---------- EXTRAIT DE PAGE ----------

Michèle-Laure RASSAT : Un mot sur le Conseil Supérieur de la Magistrature. Vous nous dites "Il ne leur est pas interdit de donner des avis". C'est vrai que le texte ne l'interdit pas, mais dans la version 58, il était prévu qu'ils pouvaient donner des avis, et cette mention a été supprimée dans la version 93. Alors je crois personnellement qu'il faut quand même en tirer une conséquence.

Francis HUMBERT, ancien Bâtonnier de l'Ordre des Avocats de Nancy: Je voudrais rejoindre ce que disait le Président Merle à propos de l'indépendance des magistrats du Parquet par rapport au Garde des Sceaux, et rappeler la magistrale démonstration qu'à l'audience de rentrée de la Cour a faite Monsieur le Procureur Général Lucazeau. Si on coupe le lien entre le Garde des Sceaux et les Parquets, nous aurons en France cent quatre-vingt un petits dictateurs qui mèneront la politique pénale qu'ils veulent. Je me demande, et j'aimerais avoir sur ce point l'avis des intervenants, si la solution, au lieu de couper le lien entre les Parquets et le Garde des Sceaux ne serait pas plutôt de couper le lien entre le Garde des Sceaux et le gouvernement. Et je pense qu'à cet égard, l'Ecosse nous donne un excellent exemple.

Michèle-Laure RASSAT : C'était la version Jacques Toubon député, et non pas Garde des Sceaux, puisqu'il prévoyait de créer un Chancelier de la Justice qui aurait coiffé le Ministère public.

André VITU : C'est également la position qu'a prise il y a quatre jours Monsieur Seguin, Président de l'Assemblée Nationale, dans une intervention qu'il avait donnée dans je ne sais plus quel organisme, où il demandait effectivement que le personnage qui serait le supérieur hiérarchique du Ministère public soit indépendant, nommé par le Président de la République et entériné dans ses fonctions par l'Assemblée Nationale. Il ne pourrait plus être ensuite révoqué, il aurait donc un poste stable qui ne dépendrait plus des mutations politiques.

Michèle-Laure RASSAT : Je suis désolée, mais je continue à penser que la politique pénale, c'est une politique et que comme telle elle doit dépendre du gouvernement, sinon elle n'a plus aucune légitimité.

----------

À FAIRE -> Renvoyez mot pour mot le passage du débat sur le parquet qui va de « André VITU : C'est » à « des mutations politiques. », bornes incluses. Ce matériel n'est pas nécessaire ici.

---------- DONNÉES BRUTES ----------

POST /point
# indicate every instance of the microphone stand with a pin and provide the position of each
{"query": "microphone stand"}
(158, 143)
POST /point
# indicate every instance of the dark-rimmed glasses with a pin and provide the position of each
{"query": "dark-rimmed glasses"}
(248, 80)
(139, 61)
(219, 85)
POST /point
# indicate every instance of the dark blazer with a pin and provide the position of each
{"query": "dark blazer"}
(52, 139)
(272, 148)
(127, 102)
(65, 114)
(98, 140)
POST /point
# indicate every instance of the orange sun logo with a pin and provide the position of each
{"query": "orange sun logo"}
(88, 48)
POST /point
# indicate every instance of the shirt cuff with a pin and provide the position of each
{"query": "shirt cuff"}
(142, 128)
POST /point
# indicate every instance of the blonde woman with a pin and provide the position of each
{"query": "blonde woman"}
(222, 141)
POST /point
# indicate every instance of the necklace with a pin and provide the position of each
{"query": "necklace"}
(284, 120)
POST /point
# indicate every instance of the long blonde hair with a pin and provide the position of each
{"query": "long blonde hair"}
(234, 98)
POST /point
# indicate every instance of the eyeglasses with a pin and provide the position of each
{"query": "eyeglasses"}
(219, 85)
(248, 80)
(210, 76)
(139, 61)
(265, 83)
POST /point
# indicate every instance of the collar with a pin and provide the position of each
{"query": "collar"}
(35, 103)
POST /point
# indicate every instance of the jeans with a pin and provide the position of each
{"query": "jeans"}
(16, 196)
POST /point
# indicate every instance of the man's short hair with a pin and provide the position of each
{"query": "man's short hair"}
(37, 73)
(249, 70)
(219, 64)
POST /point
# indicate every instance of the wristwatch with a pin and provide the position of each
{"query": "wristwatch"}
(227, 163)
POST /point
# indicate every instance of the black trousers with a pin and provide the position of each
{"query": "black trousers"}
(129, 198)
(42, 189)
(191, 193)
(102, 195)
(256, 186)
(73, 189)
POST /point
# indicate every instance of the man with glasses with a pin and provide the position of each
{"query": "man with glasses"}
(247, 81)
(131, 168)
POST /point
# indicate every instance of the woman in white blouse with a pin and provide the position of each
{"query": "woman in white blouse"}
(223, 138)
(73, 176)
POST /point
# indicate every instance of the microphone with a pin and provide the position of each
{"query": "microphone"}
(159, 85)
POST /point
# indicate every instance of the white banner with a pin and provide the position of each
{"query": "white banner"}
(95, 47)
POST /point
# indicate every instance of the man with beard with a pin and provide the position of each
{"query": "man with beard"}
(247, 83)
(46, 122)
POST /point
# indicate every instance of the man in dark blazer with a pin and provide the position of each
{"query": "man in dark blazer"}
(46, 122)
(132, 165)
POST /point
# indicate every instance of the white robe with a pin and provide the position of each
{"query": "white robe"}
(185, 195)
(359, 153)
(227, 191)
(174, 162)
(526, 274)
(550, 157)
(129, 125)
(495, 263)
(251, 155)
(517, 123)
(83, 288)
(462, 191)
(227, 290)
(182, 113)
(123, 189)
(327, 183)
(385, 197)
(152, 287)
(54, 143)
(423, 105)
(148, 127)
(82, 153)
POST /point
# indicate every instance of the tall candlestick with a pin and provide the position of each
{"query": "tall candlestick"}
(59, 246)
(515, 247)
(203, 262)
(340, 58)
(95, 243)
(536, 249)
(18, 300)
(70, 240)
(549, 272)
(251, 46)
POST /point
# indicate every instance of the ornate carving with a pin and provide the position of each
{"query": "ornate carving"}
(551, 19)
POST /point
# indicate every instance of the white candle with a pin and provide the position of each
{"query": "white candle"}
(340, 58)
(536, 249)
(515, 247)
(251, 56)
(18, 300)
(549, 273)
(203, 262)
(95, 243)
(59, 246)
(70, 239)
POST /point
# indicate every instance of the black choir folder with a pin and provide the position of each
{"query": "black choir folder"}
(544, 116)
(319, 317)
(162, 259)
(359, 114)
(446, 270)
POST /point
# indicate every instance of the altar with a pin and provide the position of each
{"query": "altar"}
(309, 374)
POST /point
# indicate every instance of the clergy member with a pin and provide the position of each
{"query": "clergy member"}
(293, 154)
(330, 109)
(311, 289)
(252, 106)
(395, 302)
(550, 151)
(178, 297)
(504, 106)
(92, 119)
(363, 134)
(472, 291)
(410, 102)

----------

CORRIGÉ ->
André VITU : C'est également la position qu'a prise il y a quatre jours Monsieur Seguin, Président de l'Assemblée Nationale, dans une intervention qu'il avait donnée dans je ne sais plus quel organisme, où il demandait effectivement que le personnage qui serait le supérieur hiérarchique du Ministère public soit indépendant, nommé par le Président de la République et entériné dans ses fonctions par l'Assemblée Nationale. Il ne pourrait plus être ensuite révoqué, il aurait donc un poste stable qui ne dépendrait plus des mutations politiques.